# Paul's Chain Keeper



## kc929 (Dec 12, 2007)

Does anyone have first hand experience with the Paul's Chain Keeper? I'm considering one for my cross bike and would like some real world feedback.

Thanks


----------



## sashax (Aug 9, 2005)

I have one, and I've not yet been able to get it adjusted quite right on a 1x9 setup. Still rubs a little under power. That said, I have much faith in it keeping the chain from dropping! 

I'm making another go at it tonight to see if I can get it to clear the chain completely.


----------



## kc929 (Dec 12, 2007)

Thank you for the input. Please let me know how it turns out. I'm considering running it on a Campy 10 speed, so I may have an even worse time of it than you.


----------



## Opus51569 (Jul 21, 2009)

As a relative newb, there's no way I can ask this question without it sounding like I'm trying to be a jerk... but... with your derailleurs adjusted properly, is there really a need for a chain keeper?

I only ask because I recently had some trouble dropping the chain on my 50/34. I got some great advice here about adjusting the front derailleur, and since then everything has been copacetic.


----------



## kc929 (Dec 12, 2007)

Opus, I am running a 50/34 as well. It is very possible that my derailleur adjustment has room for improvement. Would you care to pass along the adjustment advice you received?


----------



## Opus51569 (Jul 21, 2009)

kc929 said:


> Opus, I am running a 50/34 as well. It is very possible that my derailleur adjustment has room for improvement. Would you car to pass along the adjustment advice you received?


Sure. It's been a while back as I recall, but it was C-40 who suggested that I needed to basically start from scratch setting up the F/D

1.) Shifted into 34/25. 
2.) Backed out the barrel adjuster on the shifter cable (to loosen the cable). 
3.) Loosened the cable at the F/D. 
4.) Adjusted the limiting screw until the derailleur cage was just shy of rubbing the chain. 
5.) Put the cable under tension and retightened it.
6.) Readjusted the barrel as needed.

Since then I have yet to drop the chain when shifting from 50 to 34. The Park Tool website has a helpful guide for derailleur adjustments as well.


----------



## xxer (Jun 7, 2005)

I've been using a Paul's Keeper in five races so far and I've had no problems. I haven't dropped a chain or had any chain issues yet. Mine doesn't rub either. It took a little bit to get it adjusted so that there was no rubbing.

# [DATA EXTRACT]

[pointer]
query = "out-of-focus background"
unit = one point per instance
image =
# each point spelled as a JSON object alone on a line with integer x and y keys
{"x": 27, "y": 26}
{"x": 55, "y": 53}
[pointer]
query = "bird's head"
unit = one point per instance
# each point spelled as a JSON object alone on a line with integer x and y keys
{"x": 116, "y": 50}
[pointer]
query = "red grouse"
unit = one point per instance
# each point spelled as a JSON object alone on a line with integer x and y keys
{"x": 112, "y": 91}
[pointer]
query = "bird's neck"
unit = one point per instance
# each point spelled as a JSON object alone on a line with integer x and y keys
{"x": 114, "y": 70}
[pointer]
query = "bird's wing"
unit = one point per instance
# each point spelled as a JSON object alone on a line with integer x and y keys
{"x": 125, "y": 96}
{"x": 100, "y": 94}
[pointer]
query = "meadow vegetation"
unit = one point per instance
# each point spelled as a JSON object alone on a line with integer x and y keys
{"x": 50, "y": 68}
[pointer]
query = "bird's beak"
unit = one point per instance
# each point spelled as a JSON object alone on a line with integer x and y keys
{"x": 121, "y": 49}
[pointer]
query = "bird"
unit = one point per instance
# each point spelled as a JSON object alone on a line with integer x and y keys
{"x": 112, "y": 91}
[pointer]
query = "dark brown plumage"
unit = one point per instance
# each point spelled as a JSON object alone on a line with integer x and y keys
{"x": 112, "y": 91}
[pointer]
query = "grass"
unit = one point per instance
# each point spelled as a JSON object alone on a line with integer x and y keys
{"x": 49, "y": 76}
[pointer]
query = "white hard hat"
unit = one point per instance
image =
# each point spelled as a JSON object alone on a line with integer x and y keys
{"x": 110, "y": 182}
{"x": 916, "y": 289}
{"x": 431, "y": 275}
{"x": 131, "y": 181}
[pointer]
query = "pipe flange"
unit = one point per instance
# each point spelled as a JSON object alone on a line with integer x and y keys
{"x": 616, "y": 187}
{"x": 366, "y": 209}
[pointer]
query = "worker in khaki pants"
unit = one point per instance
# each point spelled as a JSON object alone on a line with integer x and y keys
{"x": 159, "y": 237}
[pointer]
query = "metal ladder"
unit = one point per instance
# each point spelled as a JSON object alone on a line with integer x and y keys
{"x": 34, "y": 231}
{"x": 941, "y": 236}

# [REQUIRED TASK 1]
How would you put this sentence from the chain keeper thread into Spanish: "Since then I have yet to drop the chain when shifting from 50 to 34."
# [REQUIRED TASK 2]
Can you pull out every line of the listing that contains the word "bird"?

# [COMPLETE ANSWER 1]
Desde entonces, todavía no se me ha caído la cadena al cambiar de 50 a 34.

# [COMPLETE ANSWER 2]
query = "bird's head"
query = "bird's neck"
query = "bird's wing"
query = "bird's beak"
query = "bird"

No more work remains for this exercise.